> **Problem details**
Render the data below as a numbered list, omitting any blank lines.

====== Records to use

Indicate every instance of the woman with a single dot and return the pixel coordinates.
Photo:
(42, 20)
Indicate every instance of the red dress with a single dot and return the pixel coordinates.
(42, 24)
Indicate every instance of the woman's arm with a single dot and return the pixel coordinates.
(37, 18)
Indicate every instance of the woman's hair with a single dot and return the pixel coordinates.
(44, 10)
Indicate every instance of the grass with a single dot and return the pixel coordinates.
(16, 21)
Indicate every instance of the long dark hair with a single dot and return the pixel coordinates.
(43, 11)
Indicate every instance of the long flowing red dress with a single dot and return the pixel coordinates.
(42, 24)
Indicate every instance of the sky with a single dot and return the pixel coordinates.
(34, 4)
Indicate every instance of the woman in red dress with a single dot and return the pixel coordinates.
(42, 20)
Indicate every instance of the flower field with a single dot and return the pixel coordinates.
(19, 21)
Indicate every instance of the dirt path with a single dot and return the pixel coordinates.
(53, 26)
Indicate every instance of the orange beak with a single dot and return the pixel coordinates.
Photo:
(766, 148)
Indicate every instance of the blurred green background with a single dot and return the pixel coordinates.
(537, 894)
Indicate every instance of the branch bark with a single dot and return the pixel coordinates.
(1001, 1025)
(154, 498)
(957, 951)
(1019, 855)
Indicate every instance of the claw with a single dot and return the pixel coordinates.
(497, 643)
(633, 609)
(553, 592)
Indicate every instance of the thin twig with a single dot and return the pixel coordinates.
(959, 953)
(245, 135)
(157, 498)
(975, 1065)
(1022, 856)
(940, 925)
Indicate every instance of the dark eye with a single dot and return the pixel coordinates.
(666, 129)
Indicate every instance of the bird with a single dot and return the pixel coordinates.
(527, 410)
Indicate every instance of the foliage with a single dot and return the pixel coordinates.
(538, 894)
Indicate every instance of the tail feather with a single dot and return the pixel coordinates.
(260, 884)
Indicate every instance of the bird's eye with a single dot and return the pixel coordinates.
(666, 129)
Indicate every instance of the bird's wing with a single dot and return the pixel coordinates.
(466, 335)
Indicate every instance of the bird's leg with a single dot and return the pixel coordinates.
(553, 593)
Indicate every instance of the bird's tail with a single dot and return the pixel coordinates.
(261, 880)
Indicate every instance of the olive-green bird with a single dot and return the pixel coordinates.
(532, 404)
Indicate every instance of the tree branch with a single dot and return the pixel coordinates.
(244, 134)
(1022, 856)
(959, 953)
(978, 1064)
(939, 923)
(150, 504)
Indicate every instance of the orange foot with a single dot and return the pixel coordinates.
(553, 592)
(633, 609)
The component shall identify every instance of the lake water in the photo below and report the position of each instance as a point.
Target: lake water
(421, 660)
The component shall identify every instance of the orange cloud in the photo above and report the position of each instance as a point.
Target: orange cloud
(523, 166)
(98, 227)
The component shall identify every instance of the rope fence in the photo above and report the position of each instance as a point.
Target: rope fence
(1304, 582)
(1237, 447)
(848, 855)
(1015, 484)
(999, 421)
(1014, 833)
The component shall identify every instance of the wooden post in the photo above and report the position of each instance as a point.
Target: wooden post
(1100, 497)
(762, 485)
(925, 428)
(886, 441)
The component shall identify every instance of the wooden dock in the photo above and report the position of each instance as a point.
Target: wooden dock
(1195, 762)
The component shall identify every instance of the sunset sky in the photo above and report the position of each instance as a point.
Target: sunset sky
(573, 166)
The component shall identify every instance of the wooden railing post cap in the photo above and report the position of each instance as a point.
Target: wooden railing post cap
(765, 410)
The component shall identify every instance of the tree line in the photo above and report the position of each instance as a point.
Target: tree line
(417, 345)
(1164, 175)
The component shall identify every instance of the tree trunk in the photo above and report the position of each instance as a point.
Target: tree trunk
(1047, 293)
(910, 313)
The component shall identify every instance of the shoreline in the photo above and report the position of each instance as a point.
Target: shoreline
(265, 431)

============

> **Result of this task**
1. Indicate every instance of the woman with a single dot and return the pixel coordinates.
2. Photo:
3. (42, 20)
4. Indicate every instance of the red dress with a single dot and return the pixel coordinates.
5. (42, 24)
6. Indicate every instance of the woman's arm with a single dot and return the pixel coordinates.
7. (37, 18)
8. Indicate every instance of the woman's hair with a single dot and return the pixel coordinates.
9. (44, 10)
10. Indicate every instance of the grass with a single dot and return the pixel coordinates.
11. (16, 21)
12. Indicate every instance of the long dark hair with a single dot and return the pixel coordinates.
13. (43, 11)
14. Indicate every instance of the long flowing red dress with a single dot and return the pixel coordinates.
15. (42, 24)
16. Indicate every instance of the sky with a single dot and return the pixel coordinates.
17. (34, 4)
18. Indicate every instance of the woman in red dress with a single dot and return the pixel coordinates.
19. (42, 20)
20. Indicate every instance of the flower field with a single dot and return the pixel coordinates.
21. (19, 21)
22. Indicate every instance of the dirt path with a single dot and return the pixel coordinates.
23. (53, 26)
24. Indicate every instance of the orange beak with a single dot and return the pixel coordinates.
25. Photo:
26. (766, 148)
27. Indicate every instance of the blurred green background with a single dot and return the pixel coordinates.
28. (537, 894)
29. Indicate every instance of the branch bark with a single dot and return the pixel coordinates.
30. (1001, 1025)
31. (154, 498)
32. (957, 951)
33. (1019, 855)
34. Indicate every instance of the claw with a single dot and return the pixel coordinates.
35. (497, 643)
36. (633, 609)
37. (553, 592)
38. Indicate every instance of the thin twig with a single dot and return the pixel coordinates.
39. (959, 953)
40. (245, 135)
41. (157, 498)
42. (975, 1065)
43. (1022, 856)
44. (940, 925)
45. Indicate every instance of the dark eye with a single dot and return the pixel coordinates.
46. (666, 129)
47. Indicate every instance of the bird with a single dot and return the pixel coordinates.
48. (527, 410)
49. Indicate every instance of the foliage with a single dot and return the pixel coordinates.
50. (538, 894)
51. Indicate every instance of the tail feather with a single dot and return the pixel coordinates.
52. (260, 884)
53. Indicate every instance of the bird's eye with a single dot and return the pixel coordinates.
54. (666, 129)
55. Indicate every instance of the bird's wing with a single dot and return the pixel coordinates.
56. (466, 335)
57. Indicate every instance of the bird's leg with a single dot and return the pixel coordinates.
58. (553, 593)
59. Indicate every instance of the bird's tail with a single dot and return the pixel coordinates.
60. (261, 880)
61. Indicate every instance of the olive-green bird with a single dot and return the pixel coordinates.
62. (532, 404)
63. Indicate every instance of the tree branch with a single dot and return the pixel coordinates.
64. (244, 134)
65. (1022, 856)
66. (959, 953)
67. (978, 1064)
68. (939, 923)
69. (150, 504)
70. Indicate every instance of the orange foot with a single dot and return the pixel coordinates.
71. (553, 592)
72. (633, 609)
73. The component shall identify every instance of the lake water in the photo below and report the position of each instance as a point.
74. Target: lake water
75. (421, 660)
76. The component shall identify every instance of the orange cloud in the photo above and report the position of each instance as a point.
77. Target: orange cloud
78. (523, 166)
79. (98, 227)
80. The component shall identify every instance of the rope fence in the photo above and report the position of each instance as a point.
81. Target: rope fence
82. (1304, 582)
83. (1237, 447)
84. (848, 855)
85. (1015, 484)
86. (999, 421)
87. (1014, 833)
88. The component shall identify every instance of the wooden post in the photo above and report the position of each instance as a point.
89. Target: wooden post
90. (1100, 497)
91. (762, 485)
92. (925, 428)
93. (886, 441)
94. The component shall identify every instance of the wooden dock in the photo above and report the position of each instance as a point.
95. Target: wooden dock
96. (1195, 762)
97. The component shall identify every instance of the sunset sky in the photo above and report the position of each instance as a point.
98. Target: sunset sky
99. (573, 166)
100. The component shall identify every instance of the wooden railing post cap in the photo above and report the position of each instance as a point.
101. Target: wooden railing post cap
102. (765, 410)
103. The component shall identify every instance of the tree line in the photo above and report the position of each instance as a point.
104. Target: tree line
105. (417, 345)
106. (1164, 175)
107. The component shall identify every instance of the tree trunk in the photo above and report the position of each instance as a point.
108. Target: tree trunk
109. (1047, 293)
110. (910, 313)
111. The component shall identify every instance of the shoreline in the photo above and report the position of each instance as a point.
112. Target: shoreline
113. (265, 431)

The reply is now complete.